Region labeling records
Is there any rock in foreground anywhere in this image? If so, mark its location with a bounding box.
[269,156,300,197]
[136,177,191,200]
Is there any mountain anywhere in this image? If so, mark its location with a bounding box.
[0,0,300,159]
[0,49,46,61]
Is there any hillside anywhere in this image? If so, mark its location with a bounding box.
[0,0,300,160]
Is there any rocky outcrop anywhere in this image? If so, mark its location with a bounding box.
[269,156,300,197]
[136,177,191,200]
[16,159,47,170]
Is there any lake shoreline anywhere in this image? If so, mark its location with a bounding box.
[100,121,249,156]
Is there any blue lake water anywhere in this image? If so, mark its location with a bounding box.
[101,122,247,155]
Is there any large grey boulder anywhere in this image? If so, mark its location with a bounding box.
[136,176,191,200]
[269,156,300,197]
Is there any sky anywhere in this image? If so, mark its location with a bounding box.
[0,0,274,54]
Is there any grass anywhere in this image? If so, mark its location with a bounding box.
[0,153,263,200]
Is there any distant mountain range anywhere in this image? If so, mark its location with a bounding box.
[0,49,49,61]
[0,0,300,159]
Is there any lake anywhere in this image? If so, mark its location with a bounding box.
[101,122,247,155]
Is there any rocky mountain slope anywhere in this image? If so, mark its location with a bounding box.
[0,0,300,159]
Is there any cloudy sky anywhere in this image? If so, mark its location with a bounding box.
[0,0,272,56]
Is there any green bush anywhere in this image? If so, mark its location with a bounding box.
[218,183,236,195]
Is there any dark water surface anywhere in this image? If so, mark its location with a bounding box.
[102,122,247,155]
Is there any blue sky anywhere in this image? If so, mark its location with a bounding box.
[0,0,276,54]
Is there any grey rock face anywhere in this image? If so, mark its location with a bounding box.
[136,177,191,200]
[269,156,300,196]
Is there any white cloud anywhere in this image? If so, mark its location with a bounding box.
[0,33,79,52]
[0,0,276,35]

EXERCISE DESCRIPTION:
Put the lines above into a Markdown table with two columns, "No." for the row number and "Line" for the line itself, and leave out any blank lines.

RESULT OF THE TASK:
| No. | Line |
|---|---|
| 1 | Is there any rock in foreground anywhere in this image? If so, mark its location with a bounding box. |
| 2 | [269,156,300,197] |
| 3 | [136,177,191,200] |
| 4 | Is there any mountain anywhere in this image? If so, mark its location with a bounding box. |
| 5 | [0,0,300,159] |
| 6 | [0,49,46,61] |
| 7 | Is there any hillside anywhere in this image? If so, mark its location with a bounding box. |
| 8 | [0,0,300,160] |
| 9 | Is there any rocky outcrop anywhere in this image? If so, mark its location with a bounding box. |
| 10 | [269,156,300,197] |
| 11 | [136,177,191,200] |
| 12 | [16,159,47,170] |
| 13 | Is there any lake shoreline anywhere in this image? If so, mark its location with a bounding box. |
| 14 | [100,121,249,156] |
| 15 | Is there any blue lake water anywhere in this image? If so, mark its location with a bounding box. |
| 16 | [101,122,247,155] |
| 17 | Is there any large grey boulder anywhere in this image? If so, mark its location with a bounding box. |
| 18 | [136,176,191,200] |
| 19 | [269,156,300,197] |
| 20 | Is there any sky anywhere in this image? If so, mark its location with a bounding box. |
| 21 | [0,0,274,54] |
| 22 | Is there any grass anywhere in this image? If so, mark its location with a bounding box. |
| 23 | [0,153,263,200] |
| 24 | Is there any distant mountain range anywhere in this image? If so, mark its location with a bounding box. |
| 25 | [0,49,49,61] |
| 26 | [0,0,300,159] |
| 27 | Is there any lake anywhere in this image? If so, mark its location with a bounding box. |
| 28 | [101,122,247,155] |
| 29 | Is there any rocky mountain slope anywhere in this image? If so, mark its location with a bounding box. |
| 30 | [0,0,300,159] |
| 31 | Is there any cloudy sky anywhere in this image? If so, mark its location with a bounding box. |
| 32 | [0,0,272,56] |
| 33 | Is there any green bush anywhere in this image? If so, mark its location with a bounding box. |
| 34 | [218,183,236,195] |
| 35 | Is there any dark water surface anywhere in this image? If so, mark its location with a bounding box. |
| 36 | [102,122,247,155] |
| 37 | Is there any blue sky anywhere in this image? If so, mark its location with a bounding box. |
| 38 | [0,0,276,54] |
| 39 | Is there any grey rock face anywhere in this image? If so, mark its location with a bounding box. |
| 40 | [136,177,191,200] |
| 41 | [269,156,300,196] |
| 42 | Is there any white cloud anywhere in this image? If so, mark its location with a bounding box. |
| 43 | [0,33,79,52] |
| 44 | [0,0,276,35] |